Entries about locating named things ->
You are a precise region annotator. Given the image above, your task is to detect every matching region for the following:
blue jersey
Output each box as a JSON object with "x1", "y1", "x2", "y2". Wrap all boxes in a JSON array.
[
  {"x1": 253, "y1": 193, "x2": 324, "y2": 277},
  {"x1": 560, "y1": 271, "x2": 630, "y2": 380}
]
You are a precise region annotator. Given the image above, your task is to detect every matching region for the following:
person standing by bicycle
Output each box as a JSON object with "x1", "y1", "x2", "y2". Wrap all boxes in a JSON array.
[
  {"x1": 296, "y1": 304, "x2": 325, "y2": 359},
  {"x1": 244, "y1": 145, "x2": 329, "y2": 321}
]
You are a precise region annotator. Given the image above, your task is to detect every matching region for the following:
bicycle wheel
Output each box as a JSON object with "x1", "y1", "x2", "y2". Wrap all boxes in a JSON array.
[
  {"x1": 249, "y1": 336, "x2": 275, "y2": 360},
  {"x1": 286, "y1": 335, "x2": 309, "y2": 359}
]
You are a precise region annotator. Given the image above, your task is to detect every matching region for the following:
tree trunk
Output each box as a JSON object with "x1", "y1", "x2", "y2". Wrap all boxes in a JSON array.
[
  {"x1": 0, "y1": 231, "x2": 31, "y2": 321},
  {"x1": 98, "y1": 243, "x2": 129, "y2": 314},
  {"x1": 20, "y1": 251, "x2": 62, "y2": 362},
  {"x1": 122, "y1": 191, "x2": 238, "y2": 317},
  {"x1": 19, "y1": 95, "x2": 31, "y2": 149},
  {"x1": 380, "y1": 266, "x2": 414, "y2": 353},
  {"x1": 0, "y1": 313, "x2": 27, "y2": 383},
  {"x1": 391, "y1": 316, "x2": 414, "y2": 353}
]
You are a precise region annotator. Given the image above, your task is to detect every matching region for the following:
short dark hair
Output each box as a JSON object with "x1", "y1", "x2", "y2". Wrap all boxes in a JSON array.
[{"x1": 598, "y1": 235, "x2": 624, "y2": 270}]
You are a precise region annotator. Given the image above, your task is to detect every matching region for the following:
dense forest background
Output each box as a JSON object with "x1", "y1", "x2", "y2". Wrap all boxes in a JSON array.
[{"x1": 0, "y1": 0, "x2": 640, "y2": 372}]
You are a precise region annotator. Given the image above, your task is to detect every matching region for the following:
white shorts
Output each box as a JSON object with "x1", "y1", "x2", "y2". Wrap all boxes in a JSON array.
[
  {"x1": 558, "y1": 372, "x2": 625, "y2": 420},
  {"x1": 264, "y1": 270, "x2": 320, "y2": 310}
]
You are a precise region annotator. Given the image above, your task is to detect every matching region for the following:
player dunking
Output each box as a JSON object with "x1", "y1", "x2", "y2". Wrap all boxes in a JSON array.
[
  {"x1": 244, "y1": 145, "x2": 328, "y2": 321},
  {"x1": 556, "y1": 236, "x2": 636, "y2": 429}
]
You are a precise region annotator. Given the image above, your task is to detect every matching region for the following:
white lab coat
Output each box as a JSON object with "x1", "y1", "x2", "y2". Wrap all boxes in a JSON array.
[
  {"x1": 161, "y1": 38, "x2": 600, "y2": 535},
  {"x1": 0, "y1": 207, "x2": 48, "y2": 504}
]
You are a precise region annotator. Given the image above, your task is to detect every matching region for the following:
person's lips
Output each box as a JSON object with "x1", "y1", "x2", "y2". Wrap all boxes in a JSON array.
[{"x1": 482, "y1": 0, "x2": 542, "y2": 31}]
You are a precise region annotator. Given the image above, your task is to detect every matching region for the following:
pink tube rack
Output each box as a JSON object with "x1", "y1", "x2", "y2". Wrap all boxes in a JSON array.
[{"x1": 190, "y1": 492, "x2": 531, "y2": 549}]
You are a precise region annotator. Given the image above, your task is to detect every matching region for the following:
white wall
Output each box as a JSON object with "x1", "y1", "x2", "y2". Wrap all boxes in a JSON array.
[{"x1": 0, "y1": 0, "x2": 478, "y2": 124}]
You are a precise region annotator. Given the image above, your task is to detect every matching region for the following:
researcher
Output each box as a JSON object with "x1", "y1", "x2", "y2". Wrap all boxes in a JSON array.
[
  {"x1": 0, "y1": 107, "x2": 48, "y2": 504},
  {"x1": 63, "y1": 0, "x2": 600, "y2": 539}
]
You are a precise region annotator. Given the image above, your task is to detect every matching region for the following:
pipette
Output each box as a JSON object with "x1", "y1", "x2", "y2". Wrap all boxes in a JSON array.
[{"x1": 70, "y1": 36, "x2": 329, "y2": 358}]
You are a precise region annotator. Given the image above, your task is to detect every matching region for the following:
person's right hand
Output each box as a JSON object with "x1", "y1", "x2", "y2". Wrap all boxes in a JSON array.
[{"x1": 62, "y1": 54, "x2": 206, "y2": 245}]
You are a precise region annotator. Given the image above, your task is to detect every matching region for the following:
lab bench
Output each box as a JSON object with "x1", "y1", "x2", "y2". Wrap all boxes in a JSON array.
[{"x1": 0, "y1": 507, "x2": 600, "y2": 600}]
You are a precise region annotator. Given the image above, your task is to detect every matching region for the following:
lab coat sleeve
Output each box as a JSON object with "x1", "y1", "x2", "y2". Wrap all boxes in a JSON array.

What to produce -> Find every line in the items above that contains the word "person" and copy each of those lines.

Solution for this task ->
person standing by bicycle
person's lips
person's right hand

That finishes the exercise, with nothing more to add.